### Record excerpts:
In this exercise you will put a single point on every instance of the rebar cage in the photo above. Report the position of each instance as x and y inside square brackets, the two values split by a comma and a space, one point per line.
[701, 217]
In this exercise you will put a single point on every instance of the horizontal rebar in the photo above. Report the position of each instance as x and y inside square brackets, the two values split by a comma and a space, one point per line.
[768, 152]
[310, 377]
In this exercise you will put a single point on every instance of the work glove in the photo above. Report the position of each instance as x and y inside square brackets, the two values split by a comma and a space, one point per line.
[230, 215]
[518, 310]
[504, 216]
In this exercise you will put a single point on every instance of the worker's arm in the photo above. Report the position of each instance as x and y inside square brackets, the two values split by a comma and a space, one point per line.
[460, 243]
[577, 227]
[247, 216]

### Problem to solve:
The entire listing is to be printed once more, word for word.

### Solution to this exercise:
In this exercise you will put a single point on every instance of the rebar cage in the photo above. Report the position of each instance as x and y inside square brackets, the two values split by a comma and a space, one point per line.
[701, 217]
In this exercise you will put a single point on every instance of the horizontal rebar in the photo above. Report the position of each instance as x and y inside square brackets, the two values split by a comma and a space, one point per line.
[768, 152]
[310, 377]
In this exercise you will put a single point on every instance of the work glove in the photo above. Report the position of each instance as x and y inside square brackets, the two values split by a comma and a space, one point per line.
[230, 215]
[518, 310]
[504, 216]
In this exercise you will put a single point on every instance of the worker's arm in the photo above. Report the position of each instance as x and y inside square brackets, the two values split by a comma and a space, one point per line.
[460, 243]
[577, 227]
[247, 216]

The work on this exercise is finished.